▶ **The data**:
******

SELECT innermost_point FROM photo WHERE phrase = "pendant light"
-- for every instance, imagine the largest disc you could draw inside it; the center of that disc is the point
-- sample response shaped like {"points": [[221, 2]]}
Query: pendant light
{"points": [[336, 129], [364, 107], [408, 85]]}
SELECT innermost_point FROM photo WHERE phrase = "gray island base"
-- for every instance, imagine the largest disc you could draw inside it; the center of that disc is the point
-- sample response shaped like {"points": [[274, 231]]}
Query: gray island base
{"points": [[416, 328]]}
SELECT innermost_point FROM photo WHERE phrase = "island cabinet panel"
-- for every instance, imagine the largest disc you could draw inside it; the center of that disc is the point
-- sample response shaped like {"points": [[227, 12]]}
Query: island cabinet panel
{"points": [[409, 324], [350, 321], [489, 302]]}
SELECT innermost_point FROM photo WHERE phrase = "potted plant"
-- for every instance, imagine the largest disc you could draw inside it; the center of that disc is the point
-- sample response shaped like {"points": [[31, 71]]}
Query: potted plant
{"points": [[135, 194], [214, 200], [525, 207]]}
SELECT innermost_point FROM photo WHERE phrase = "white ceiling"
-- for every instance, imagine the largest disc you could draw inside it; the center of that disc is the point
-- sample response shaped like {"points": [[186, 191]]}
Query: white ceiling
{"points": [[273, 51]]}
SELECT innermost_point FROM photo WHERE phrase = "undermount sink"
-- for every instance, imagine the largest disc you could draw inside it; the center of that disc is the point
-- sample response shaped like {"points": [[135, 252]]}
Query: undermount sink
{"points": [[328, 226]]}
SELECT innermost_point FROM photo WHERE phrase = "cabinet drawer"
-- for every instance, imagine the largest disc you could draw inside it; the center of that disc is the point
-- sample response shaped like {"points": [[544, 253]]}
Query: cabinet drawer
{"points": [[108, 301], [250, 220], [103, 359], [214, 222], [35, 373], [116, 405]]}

******

▶ **Exercise prompt**:
Recast all of the data above as a Markdown table with the columns Row and Line, putting each line in its own numbered row and omitting any blank lines.

▶ **Exercise result**:
| Row | Line |
|---|---|
| 1 | SELECT innermost_point FROM photo WHERE phrase = "pendant light" |
| 2 | -- for every instance, imagine the largest disc you could draw inside it; the center of that disc is the point |
| 3 | -- sample response shaped like {"points": [[221, 2]]} |
| 4 | Query: pendant light |
| 5 | {"points": [[336, 129], [364, 107], [408, 85]]} |
| 6 | SELECT innermost_point FROM photo WHERE phrase = "gray island base" |
| 7 | -- for every instance, imagine the largest disc you could draw inside it; the center of that disc is the point |
| 8 | -- sample response shaped like {"points": [[274, 231]]} |
| 9 | Query: gray island base |
| 10 | {"points": [[416, 328]]} |
| 11 | SELECT innermost_point FROM photo WHERE phrase = "island cabinet panel" |
| 12 | -- for every instance, imagine the largest disc you could draw inside it; the center of that disc is the point |
| 13 | -- sample response shaped like {"points": [[227, 12]]} |
| 14 | Query: island cabinet panel |
| 15 | {"points": [[409, 324], [350, 321], [489, 302]]} |
| 16 | SELECT innermost_point FROM photo WHERE phrase = "potted plant" |
| 17 | -- for every instance, imagine the largest disc you could draw inside it; the center of that disc is the point |
| 18 | -- sample response shaped like {"points": [[31, 71]]} |
| 19 | Query: potted plant |
| 20 | {"points": [[135, 194], [214, 200], [525, 207]]} |
| 21 | SELECT innermost_point FROM photo WHERE phrase = "white ceiling" |
| 22 | -- for every instance, imagine the largest disc you could draw inside it; the center of that disc is the point |
| 23 | -- sample response shaped like {"points": [[186, 191]]} |
| 24 | Query: white ceiling |
| 25 | {"points": [[273, 51]]} |
| 26 | SELECT innermost_point FROM photo WHERE phrase = "undermount sink" |
| 27 | -- for every instance, imagine the largest disc you could draw inside it; the center of that disc is the point |
| 28 | -- sample response shaped like {"points": [[135, 252]]} |
| 29 | Query: undermount sink |
| 30 | {"points": [[328, 226]]} |
| 31 | SELECT innermost_point FROM photo WHERE phrase = "cabinet drawer" |
| 32 | -- for every instance, imagine the largest disc you could draw inside it; the center of that disc is the point |
| 33 | -- sample response shaped like {"points": [[544, 253]]} |
| 34 | Query: cabinet drawer |
| 35 | {"points": [[108, 301], [250, 220], [103, 359], [214, 222], [35, 373], [116, 405]]} |